:: TWOJE ZADANIE ::
Wypisz wszystkie rodzaje pojazdów, które według tekstu o odkopywaniu się Nowego Jorku po śnieżycy niemal natychmiast wyjechały na ulice.

:: TEKST DO PRZECZYTANIA ::
▽
Wielkie odkopywanie się po śnieżnym armagedonie

2016-01-26 1:00

Poniedziałek był wielkim sprawdzianem dla nowojorczyków zasypanych śniegiem przez „białe monstrum”. Metropolia podnosi się z kolan. A to nie koniec kłopotów…  Nadciąga odwilż.

Dzień po potężnej śnieżycy jaka przeszła przez całe Wschodnie Wybrzeże, rozpoczęło się odkopywanie z zasp. Poniedziałkowy powrót do pracy, zwłaszcza samochodem czy autobusem nie był łatwy. Dojście na stacje metra również nie. Miasto, zostało zasypane blisko 70-centymetrową warstwą śniegu, miejscami było go dużo więcej. Chociaż na ulice niemalże natychmiast wyjechały spychacze, solarki i piaskarki, to jednak nie wszystkie drogi udało się doprowadzić do stanu użyteczności. Samochody zaparkowane na poboczu zostały dodatkowo zasypane przez wozy Sanitation, które odśnieżały ulice.
△
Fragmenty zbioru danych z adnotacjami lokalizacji
▽
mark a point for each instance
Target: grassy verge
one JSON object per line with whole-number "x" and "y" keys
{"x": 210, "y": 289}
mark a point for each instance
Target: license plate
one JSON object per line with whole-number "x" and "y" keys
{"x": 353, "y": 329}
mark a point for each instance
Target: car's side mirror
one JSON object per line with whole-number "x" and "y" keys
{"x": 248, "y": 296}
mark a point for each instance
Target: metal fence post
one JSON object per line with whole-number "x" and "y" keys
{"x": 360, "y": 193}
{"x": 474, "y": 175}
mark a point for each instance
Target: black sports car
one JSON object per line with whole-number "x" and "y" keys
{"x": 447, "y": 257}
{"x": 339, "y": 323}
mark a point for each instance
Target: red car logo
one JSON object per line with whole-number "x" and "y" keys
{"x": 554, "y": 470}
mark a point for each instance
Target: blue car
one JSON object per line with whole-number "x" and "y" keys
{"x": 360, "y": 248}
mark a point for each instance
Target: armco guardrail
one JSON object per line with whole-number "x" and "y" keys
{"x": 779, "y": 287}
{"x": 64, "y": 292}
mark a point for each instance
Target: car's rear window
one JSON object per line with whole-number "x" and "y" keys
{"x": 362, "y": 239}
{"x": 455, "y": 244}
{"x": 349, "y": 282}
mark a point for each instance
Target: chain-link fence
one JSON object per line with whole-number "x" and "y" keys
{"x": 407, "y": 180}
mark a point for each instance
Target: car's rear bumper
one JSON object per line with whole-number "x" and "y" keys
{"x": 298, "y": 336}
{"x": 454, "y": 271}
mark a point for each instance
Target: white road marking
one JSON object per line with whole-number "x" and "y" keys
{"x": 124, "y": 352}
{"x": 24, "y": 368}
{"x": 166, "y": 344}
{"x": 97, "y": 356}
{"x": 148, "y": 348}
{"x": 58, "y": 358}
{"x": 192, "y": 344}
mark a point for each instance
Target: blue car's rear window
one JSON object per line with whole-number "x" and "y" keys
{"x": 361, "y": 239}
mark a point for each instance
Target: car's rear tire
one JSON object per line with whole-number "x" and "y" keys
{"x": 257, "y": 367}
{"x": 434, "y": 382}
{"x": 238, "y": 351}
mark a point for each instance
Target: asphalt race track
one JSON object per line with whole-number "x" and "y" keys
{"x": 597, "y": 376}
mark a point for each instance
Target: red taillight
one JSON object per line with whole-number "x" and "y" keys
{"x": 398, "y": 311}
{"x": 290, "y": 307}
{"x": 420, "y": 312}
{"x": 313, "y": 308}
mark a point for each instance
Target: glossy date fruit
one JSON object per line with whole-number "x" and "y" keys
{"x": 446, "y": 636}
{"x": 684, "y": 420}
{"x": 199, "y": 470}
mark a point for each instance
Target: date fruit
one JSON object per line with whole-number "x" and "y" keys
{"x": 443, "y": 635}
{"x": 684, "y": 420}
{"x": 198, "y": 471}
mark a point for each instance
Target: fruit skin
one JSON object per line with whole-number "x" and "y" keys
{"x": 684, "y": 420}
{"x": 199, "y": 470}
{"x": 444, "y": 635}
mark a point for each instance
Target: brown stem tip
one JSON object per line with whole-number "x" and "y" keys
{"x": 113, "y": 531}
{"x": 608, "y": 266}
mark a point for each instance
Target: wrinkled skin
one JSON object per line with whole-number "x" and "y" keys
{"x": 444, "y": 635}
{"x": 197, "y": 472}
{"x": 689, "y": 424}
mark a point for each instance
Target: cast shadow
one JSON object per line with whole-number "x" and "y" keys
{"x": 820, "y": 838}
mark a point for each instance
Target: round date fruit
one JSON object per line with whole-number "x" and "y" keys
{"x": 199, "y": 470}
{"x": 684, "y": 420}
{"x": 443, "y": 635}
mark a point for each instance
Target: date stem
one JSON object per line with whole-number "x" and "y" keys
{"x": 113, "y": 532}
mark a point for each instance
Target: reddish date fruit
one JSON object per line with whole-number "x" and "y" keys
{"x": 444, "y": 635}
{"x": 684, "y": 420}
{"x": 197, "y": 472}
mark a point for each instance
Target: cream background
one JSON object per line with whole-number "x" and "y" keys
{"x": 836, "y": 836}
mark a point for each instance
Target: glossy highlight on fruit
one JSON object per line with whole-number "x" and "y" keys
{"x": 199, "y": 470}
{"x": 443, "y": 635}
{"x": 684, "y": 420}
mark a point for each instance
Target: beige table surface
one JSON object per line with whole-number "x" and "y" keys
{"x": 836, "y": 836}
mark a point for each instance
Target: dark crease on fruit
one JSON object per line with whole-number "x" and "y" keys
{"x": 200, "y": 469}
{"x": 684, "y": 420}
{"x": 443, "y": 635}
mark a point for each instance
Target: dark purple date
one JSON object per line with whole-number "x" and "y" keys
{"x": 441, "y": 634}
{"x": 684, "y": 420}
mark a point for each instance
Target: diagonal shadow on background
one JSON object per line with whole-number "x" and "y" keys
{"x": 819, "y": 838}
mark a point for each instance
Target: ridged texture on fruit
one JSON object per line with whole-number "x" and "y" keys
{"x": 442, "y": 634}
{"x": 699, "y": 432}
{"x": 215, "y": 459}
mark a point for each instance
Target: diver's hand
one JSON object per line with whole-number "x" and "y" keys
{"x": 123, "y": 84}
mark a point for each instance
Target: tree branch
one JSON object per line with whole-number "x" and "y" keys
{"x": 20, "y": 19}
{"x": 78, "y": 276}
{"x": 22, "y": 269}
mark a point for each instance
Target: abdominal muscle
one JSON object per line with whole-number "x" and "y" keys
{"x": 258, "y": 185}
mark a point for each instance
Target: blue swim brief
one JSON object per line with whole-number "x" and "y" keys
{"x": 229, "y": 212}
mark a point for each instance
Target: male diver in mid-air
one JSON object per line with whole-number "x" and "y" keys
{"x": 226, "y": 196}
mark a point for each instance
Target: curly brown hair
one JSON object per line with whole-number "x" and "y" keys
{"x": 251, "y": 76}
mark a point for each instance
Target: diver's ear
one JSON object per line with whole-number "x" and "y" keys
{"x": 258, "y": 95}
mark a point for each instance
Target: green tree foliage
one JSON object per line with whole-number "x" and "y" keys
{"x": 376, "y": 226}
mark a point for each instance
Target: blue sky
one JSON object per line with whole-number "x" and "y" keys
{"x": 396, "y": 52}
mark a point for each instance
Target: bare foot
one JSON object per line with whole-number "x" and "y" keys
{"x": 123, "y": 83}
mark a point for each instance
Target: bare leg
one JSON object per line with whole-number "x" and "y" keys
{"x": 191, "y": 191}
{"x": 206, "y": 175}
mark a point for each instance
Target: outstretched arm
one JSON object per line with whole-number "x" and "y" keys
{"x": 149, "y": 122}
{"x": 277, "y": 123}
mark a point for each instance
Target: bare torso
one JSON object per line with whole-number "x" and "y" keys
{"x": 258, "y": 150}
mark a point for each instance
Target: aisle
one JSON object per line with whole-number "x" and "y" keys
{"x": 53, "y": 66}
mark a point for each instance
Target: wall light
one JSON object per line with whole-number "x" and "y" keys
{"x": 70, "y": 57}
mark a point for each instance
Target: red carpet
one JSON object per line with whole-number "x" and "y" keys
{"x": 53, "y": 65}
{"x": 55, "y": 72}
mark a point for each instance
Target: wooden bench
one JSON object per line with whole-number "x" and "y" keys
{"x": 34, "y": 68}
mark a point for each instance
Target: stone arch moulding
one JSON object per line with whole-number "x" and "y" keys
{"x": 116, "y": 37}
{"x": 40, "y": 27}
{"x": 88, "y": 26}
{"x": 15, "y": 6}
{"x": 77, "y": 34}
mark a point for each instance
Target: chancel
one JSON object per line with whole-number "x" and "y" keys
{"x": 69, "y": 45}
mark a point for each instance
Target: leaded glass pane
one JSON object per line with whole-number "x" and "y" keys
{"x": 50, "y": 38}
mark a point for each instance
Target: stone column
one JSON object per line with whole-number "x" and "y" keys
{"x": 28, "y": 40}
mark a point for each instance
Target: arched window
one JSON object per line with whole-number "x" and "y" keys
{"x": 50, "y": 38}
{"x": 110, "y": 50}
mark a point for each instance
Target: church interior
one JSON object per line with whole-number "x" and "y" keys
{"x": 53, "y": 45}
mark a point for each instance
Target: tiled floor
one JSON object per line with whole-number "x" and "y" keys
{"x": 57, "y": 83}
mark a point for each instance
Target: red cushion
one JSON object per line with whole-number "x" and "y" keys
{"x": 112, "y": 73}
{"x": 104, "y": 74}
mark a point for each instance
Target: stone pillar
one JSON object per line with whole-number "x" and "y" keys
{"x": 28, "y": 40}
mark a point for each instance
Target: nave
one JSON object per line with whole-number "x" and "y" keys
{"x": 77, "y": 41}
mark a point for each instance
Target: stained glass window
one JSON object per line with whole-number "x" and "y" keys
△
:: ODPOWIEDŹ ::
spychacze, solarki, piaskarki